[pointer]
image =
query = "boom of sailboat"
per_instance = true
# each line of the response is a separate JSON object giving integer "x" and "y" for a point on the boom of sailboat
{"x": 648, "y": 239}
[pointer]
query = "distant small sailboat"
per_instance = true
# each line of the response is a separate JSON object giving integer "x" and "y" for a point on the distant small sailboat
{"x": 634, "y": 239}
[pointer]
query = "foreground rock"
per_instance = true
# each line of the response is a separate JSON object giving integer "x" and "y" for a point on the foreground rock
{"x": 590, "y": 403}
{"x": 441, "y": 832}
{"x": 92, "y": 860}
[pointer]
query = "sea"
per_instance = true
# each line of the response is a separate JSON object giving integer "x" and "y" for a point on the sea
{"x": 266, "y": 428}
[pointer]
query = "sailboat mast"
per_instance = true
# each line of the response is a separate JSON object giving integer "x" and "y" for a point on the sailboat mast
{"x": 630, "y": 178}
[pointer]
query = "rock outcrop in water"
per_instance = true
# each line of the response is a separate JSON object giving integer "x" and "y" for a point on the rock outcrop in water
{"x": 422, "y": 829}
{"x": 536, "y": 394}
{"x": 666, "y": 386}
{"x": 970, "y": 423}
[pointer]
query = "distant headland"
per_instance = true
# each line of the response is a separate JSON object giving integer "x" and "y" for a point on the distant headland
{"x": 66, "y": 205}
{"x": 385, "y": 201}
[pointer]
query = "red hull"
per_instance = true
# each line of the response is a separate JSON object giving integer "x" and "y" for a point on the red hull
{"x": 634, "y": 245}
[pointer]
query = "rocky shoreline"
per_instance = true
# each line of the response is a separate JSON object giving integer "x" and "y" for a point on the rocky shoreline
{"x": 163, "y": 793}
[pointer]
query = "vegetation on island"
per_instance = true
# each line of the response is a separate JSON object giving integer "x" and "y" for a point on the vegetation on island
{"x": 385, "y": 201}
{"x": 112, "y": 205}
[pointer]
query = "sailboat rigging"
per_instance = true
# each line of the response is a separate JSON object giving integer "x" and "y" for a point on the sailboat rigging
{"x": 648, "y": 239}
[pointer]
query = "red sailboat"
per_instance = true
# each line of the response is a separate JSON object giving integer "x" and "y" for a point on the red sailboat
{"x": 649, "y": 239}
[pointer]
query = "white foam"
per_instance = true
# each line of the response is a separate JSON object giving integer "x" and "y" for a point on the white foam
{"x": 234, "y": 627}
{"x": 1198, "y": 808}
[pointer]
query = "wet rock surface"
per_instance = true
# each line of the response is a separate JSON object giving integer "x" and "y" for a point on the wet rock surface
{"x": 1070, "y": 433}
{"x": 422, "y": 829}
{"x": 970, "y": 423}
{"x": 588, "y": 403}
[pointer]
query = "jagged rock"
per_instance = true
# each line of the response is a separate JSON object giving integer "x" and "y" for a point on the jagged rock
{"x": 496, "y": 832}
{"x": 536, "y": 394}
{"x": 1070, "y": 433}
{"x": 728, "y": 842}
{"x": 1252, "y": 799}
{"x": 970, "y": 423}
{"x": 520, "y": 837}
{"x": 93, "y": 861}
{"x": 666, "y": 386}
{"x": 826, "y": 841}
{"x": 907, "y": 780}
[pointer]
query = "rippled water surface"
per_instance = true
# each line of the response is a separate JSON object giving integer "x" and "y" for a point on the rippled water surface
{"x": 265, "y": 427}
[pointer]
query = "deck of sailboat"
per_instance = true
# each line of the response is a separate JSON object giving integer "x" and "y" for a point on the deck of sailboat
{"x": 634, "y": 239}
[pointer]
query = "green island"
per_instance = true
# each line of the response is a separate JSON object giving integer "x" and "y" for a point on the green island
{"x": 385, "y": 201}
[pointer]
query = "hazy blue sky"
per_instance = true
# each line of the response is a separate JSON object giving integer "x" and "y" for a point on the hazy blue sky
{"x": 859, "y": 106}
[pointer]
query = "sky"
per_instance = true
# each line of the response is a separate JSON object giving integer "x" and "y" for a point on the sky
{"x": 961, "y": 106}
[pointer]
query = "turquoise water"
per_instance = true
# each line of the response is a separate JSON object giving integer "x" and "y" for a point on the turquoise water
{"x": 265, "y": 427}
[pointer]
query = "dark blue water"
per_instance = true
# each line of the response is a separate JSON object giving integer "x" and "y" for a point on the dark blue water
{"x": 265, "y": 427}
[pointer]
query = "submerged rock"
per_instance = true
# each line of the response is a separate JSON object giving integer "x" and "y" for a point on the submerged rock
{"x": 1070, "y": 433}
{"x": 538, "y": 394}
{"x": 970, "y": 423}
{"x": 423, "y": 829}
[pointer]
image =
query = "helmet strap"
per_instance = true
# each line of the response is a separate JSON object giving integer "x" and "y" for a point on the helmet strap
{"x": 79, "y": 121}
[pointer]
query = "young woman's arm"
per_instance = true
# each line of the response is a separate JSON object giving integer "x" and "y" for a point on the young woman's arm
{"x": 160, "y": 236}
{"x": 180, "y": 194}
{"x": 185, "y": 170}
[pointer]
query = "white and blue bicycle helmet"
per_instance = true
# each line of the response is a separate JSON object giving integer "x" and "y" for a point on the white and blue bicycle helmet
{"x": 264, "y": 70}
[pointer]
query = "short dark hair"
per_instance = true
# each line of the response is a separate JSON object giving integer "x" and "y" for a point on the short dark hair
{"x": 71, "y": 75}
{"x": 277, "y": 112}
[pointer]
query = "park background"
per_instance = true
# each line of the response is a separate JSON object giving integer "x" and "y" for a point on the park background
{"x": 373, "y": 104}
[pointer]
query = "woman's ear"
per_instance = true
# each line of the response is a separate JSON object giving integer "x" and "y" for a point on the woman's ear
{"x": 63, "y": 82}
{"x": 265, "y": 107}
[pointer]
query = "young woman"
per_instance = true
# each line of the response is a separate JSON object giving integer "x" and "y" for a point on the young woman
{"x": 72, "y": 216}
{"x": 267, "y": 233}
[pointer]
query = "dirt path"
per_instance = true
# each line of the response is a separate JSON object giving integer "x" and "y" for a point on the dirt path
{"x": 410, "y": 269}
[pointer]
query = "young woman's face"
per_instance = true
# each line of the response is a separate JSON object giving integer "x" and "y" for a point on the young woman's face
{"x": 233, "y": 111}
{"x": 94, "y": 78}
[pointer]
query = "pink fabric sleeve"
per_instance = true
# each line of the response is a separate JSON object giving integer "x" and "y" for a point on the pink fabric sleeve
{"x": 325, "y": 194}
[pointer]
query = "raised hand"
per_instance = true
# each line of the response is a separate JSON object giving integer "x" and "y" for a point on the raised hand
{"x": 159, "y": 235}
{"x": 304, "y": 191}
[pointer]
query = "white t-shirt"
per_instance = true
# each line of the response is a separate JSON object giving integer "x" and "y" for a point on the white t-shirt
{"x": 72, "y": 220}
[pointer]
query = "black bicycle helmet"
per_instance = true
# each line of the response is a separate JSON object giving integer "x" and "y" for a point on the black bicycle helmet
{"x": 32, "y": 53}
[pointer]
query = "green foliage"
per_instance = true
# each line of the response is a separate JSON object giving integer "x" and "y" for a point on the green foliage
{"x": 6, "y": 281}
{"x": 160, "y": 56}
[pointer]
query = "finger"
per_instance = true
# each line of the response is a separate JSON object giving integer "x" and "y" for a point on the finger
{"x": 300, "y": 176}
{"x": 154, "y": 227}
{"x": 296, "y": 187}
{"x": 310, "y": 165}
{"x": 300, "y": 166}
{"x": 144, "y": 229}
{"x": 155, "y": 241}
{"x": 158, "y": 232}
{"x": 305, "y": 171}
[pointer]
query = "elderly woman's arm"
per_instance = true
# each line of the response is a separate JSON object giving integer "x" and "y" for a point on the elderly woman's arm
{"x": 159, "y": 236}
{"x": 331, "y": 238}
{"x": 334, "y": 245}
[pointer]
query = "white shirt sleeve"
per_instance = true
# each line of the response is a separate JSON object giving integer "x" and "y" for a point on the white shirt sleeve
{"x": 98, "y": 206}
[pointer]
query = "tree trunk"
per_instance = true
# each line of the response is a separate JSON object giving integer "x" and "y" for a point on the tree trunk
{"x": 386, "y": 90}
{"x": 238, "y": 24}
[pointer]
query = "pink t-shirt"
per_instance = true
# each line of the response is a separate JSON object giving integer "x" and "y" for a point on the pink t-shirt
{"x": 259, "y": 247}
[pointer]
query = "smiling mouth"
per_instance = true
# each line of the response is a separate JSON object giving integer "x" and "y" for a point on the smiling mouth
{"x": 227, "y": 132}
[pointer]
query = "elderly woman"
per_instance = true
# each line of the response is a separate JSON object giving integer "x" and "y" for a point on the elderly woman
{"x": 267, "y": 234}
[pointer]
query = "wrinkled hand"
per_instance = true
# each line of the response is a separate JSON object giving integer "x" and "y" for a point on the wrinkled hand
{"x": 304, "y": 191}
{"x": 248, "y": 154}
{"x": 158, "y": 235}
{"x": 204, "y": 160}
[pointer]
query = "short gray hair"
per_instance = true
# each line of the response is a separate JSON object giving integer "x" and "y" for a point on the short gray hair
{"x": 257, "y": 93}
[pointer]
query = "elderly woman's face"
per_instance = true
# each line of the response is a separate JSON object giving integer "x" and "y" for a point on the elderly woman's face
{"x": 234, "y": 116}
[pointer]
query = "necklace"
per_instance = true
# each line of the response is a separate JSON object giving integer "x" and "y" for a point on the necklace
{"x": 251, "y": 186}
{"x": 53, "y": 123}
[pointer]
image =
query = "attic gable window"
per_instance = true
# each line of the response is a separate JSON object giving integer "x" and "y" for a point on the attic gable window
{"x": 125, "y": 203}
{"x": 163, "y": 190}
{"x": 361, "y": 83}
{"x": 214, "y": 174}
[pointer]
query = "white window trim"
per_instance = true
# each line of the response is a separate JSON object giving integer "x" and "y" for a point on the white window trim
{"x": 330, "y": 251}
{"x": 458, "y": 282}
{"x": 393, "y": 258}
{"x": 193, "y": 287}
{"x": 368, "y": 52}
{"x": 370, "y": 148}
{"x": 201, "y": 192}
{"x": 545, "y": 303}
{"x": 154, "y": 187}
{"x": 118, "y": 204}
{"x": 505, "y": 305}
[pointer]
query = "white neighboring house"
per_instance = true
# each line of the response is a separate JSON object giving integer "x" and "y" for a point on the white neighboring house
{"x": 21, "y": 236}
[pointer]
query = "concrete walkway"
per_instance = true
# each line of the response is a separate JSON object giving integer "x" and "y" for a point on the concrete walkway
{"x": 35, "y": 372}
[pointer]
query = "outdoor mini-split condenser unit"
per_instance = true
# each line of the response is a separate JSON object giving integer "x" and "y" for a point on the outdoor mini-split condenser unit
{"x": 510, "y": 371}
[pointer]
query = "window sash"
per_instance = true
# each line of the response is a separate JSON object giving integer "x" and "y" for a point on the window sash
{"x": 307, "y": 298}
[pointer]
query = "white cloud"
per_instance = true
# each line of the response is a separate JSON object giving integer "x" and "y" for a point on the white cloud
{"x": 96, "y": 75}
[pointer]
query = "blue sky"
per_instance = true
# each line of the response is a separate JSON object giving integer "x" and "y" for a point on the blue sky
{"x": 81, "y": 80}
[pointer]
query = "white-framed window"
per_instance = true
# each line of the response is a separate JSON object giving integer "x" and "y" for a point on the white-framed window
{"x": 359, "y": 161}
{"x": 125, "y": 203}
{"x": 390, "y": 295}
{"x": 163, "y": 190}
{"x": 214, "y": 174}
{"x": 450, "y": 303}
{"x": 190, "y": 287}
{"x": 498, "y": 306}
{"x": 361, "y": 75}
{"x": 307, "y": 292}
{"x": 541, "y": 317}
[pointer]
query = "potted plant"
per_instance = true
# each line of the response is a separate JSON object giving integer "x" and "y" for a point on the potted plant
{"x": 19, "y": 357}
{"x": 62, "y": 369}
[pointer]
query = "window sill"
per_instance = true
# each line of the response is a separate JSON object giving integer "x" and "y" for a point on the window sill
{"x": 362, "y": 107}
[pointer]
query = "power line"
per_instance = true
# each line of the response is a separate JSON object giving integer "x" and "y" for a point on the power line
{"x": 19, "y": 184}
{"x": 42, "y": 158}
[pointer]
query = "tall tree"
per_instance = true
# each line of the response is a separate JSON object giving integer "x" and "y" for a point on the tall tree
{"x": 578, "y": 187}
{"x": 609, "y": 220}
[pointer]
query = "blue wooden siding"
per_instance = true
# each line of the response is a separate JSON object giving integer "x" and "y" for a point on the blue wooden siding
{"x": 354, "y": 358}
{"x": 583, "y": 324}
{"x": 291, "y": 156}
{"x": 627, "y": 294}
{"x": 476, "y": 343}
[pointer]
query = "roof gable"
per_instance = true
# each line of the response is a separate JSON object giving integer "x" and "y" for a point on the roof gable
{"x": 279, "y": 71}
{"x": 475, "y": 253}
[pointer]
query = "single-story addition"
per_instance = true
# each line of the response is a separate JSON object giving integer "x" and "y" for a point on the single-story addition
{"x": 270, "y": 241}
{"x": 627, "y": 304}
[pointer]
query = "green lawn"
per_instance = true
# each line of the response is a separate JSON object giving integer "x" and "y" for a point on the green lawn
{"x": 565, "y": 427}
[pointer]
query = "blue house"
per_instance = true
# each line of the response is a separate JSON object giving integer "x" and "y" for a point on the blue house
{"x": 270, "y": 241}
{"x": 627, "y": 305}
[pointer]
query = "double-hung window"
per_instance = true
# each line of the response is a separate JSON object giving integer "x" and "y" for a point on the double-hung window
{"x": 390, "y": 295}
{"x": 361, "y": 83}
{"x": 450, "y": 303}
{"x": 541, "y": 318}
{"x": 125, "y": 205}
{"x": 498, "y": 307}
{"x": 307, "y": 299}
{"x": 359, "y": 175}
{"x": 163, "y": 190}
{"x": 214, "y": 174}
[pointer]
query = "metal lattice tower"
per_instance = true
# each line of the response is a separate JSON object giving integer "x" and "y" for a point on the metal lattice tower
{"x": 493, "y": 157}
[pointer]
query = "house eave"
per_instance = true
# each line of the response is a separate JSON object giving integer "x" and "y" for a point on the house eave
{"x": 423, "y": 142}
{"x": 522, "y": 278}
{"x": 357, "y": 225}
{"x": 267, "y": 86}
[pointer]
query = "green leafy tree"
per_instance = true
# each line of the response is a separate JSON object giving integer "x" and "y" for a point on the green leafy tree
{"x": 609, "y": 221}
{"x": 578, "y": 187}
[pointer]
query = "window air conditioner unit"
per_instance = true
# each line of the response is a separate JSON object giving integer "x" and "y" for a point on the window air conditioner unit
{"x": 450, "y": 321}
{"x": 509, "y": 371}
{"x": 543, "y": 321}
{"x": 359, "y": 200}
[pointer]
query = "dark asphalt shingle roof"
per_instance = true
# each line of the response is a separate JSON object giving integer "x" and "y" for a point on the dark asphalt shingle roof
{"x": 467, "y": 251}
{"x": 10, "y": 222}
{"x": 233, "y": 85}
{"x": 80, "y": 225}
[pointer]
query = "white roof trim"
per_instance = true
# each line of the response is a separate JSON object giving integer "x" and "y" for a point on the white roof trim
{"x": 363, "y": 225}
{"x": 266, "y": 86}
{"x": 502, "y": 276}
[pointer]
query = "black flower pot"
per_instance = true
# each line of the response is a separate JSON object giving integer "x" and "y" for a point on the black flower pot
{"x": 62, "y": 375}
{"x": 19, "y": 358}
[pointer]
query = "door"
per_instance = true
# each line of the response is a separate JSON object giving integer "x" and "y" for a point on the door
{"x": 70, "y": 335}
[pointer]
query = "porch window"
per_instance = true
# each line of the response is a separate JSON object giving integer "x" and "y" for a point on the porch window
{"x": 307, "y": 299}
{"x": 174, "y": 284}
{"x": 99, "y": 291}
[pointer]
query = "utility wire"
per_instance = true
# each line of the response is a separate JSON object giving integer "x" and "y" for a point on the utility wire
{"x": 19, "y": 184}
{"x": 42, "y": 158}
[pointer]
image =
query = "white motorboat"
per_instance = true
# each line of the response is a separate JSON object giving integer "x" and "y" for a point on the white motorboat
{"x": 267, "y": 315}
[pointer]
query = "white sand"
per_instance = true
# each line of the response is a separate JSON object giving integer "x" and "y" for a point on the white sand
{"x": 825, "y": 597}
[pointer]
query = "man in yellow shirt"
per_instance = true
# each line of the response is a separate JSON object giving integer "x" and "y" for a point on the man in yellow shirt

====

Copy out each line above in which the string "metal" appears.

query = "metal lattice tower"
# each line of the response is a separate JSON object giving integer "x" and "y" for a point on the metal lattice tower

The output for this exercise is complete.